## Records to process
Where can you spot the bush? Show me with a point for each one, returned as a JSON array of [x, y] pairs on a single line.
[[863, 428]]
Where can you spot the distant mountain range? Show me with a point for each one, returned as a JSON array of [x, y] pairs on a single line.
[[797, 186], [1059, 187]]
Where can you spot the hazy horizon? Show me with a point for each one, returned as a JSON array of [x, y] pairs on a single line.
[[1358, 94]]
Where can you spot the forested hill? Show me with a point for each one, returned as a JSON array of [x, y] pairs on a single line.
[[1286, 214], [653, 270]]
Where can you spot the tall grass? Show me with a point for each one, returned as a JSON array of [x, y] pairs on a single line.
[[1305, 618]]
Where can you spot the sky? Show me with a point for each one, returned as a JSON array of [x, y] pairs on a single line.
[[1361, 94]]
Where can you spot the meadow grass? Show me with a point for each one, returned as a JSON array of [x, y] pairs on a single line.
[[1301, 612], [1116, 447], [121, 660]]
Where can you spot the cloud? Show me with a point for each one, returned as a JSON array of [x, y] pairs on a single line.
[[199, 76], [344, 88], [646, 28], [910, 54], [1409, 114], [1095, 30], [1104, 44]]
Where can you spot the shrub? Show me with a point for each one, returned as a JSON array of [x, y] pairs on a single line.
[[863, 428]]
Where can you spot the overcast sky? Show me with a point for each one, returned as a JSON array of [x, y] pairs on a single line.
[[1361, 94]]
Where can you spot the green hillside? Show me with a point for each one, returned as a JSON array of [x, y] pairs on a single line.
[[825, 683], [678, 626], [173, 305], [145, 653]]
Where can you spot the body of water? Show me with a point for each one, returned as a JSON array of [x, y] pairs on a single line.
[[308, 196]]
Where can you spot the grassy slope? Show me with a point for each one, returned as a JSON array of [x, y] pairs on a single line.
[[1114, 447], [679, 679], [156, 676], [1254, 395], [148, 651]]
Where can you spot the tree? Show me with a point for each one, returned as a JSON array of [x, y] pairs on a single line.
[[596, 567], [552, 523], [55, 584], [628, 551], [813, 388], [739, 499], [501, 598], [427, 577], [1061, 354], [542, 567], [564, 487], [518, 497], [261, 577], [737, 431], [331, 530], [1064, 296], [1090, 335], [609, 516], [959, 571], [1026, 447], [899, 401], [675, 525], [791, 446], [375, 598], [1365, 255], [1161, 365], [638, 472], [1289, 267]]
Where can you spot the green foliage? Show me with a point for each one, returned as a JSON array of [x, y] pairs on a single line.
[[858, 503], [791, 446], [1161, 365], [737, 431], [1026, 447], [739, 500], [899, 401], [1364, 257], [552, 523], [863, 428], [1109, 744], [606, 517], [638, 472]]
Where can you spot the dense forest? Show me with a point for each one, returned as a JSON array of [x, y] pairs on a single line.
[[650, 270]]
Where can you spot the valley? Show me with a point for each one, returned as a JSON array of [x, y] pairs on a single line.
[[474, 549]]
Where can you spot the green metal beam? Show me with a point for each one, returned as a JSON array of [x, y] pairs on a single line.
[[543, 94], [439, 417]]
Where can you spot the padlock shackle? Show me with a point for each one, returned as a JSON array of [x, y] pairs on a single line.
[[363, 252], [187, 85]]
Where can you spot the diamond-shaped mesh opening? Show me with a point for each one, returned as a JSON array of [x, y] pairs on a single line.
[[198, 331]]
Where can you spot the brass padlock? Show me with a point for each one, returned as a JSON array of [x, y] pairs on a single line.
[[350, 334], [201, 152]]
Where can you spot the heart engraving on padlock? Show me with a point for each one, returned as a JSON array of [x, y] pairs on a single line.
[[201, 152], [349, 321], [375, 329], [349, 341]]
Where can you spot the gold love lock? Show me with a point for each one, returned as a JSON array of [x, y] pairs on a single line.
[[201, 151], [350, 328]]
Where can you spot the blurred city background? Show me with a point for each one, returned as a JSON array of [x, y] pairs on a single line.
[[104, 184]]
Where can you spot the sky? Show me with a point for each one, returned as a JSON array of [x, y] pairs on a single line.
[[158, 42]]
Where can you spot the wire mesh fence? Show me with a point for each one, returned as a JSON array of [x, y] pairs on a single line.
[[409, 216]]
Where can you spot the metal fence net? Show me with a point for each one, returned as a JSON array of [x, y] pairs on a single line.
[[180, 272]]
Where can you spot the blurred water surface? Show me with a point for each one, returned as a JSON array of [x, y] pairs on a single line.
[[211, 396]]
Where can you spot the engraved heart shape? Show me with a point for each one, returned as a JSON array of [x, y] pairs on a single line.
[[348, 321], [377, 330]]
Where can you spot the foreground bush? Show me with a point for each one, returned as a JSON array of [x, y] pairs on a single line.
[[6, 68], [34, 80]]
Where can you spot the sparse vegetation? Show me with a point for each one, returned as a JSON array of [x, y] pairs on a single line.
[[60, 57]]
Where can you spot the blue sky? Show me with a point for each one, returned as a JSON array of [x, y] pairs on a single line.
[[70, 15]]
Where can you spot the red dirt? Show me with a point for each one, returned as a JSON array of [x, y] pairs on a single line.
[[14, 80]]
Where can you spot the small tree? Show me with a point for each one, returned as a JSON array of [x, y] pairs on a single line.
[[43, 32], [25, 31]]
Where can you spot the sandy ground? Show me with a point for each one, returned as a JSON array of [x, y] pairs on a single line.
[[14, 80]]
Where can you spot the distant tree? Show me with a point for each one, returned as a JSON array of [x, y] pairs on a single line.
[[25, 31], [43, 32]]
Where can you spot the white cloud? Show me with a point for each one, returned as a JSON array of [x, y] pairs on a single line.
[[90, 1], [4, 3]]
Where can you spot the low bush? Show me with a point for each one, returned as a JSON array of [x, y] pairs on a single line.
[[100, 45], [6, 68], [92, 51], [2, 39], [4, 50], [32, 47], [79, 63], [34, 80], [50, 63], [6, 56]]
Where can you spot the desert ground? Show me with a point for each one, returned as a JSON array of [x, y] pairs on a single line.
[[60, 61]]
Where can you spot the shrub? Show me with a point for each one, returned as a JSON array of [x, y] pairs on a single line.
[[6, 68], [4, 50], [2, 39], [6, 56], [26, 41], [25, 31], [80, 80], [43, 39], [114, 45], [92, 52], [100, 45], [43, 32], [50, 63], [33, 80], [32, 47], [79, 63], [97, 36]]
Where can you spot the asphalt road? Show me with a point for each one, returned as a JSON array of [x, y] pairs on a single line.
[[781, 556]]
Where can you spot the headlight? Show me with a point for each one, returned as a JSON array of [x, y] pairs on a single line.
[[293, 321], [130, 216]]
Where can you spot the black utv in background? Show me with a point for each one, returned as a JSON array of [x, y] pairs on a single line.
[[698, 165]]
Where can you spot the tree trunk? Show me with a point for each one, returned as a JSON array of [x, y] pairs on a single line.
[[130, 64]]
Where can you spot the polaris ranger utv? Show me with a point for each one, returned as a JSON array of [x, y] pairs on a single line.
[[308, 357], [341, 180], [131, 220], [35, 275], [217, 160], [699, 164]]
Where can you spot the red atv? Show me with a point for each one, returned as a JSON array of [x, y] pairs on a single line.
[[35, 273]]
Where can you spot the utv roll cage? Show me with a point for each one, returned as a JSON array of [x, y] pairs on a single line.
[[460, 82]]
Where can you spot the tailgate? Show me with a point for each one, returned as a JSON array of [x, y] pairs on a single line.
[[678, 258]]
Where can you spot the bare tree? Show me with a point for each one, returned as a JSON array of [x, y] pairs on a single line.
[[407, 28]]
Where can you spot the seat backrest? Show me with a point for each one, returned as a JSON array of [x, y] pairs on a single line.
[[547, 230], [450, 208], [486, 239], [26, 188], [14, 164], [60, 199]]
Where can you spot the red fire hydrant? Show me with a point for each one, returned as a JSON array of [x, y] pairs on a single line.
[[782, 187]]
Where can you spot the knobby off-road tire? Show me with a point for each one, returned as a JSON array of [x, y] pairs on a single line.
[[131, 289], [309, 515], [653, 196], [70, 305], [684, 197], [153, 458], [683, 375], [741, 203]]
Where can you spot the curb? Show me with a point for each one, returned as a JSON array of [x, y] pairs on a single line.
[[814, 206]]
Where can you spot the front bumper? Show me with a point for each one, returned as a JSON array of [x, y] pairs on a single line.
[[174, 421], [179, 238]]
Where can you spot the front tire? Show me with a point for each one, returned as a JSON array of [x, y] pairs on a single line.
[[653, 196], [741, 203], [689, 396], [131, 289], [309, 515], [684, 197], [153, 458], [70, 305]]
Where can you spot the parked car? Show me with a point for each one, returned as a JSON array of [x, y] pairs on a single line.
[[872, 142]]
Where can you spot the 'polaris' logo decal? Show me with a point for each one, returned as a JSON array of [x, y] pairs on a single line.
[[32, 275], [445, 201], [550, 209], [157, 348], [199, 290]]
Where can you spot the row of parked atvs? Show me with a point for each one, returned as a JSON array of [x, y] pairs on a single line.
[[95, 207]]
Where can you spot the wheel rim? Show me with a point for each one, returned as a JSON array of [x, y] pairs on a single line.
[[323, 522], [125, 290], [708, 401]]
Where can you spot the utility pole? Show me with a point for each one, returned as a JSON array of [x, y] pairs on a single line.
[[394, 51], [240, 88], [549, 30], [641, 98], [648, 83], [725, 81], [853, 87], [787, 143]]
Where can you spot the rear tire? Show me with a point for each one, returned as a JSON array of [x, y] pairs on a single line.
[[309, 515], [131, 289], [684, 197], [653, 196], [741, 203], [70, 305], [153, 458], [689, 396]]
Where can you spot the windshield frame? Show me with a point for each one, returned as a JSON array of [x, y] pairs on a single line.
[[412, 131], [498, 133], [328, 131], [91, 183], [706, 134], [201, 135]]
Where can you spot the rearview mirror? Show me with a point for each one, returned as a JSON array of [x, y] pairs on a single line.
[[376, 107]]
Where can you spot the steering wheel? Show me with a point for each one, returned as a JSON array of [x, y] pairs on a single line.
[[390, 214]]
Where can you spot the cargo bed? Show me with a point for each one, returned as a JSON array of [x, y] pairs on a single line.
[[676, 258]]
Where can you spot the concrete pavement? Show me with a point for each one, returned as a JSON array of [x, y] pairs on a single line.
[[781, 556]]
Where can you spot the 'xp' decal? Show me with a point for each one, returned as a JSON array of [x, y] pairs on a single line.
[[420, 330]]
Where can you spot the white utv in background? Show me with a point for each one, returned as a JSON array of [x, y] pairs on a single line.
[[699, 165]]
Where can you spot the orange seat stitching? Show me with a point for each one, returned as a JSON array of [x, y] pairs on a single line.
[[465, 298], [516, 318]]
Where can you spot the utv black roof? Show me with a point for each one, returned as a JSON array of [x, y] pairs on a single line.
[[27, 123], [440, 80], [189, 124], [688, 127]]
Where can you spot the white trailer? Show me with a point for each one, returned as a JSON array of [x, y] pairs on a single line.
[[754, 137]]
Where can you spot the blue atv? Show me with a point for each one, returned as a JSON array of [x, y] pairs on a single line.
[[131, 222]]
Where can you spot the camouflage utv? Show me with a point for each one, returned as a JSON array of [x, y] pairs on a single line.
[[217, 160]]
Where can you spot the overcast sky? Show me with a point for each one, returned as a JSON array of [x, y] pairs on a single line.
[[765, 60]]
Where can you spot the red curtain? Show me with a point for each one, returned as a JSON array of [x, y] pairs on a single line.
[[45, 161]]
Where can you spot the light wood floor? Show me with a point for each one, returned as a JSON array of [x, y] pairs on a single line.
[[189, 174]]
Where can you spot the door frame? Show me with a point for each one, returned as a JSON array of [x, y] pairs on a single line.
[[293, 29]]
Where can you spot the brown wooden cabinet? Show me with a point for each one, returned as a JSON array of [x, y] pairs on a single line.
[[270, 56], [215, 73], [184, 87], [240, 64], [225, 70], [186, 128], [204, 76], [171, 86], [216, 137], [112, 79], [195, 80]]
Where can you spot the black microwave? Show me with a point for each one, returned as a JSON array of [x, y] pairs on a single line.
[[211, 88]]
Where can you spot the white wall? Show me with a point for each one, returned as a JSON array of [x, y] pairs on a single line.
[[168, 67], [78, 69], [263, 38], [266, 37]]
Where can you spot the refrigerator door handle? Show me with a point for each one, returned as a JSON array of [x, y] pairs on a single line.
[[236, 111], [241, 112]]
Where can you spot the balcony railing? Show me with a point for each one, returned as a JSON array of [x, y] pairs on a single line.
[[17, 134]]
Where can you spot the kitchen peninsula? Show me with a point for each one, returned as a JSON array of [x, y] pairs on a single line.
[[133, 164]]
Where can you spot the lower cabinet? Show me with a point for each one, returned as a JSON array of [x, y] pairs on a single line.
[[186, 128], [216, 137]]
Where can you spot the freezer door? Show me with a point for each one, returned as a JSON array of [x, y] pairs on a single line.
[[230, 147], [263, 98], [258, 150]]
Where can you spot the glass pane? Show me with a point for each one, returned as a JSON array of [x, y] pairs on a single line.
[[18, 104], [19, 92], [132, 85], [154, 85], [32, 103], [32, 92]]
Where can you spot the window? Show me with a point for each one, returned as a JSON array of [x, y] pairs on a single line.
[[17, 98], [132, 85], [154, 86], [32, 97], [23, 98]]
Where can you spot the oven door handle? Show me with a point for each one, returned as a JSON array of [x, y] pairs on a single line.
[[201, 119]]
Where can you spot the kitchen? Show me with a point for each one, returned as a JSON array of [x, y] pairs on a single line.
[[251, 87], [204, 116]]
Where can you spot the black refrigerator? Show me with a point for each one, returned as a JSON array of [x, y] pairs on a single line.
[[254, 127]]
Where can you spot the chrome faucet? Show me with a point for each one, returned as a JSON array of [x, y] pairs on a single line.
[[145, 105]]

## Problem to solve
Copy the material exactly, from the line containing "Where can you spot the row" through the line containing "[[323, 522], [125, 290], [708, 401]]", with both of those lines included.

## Response to this exercise
Where can you spot the row of parked atvs? Show me with a point for each one, returned as a JSON array of [x, y] pairs on a single line.
[[95, 207]]
Where can you spot the wheel rim? Show me with a point for each one, returned as a JSON array of [x, y] pairs on a single line.
[[323, 522], [125, 290], [708, 401]]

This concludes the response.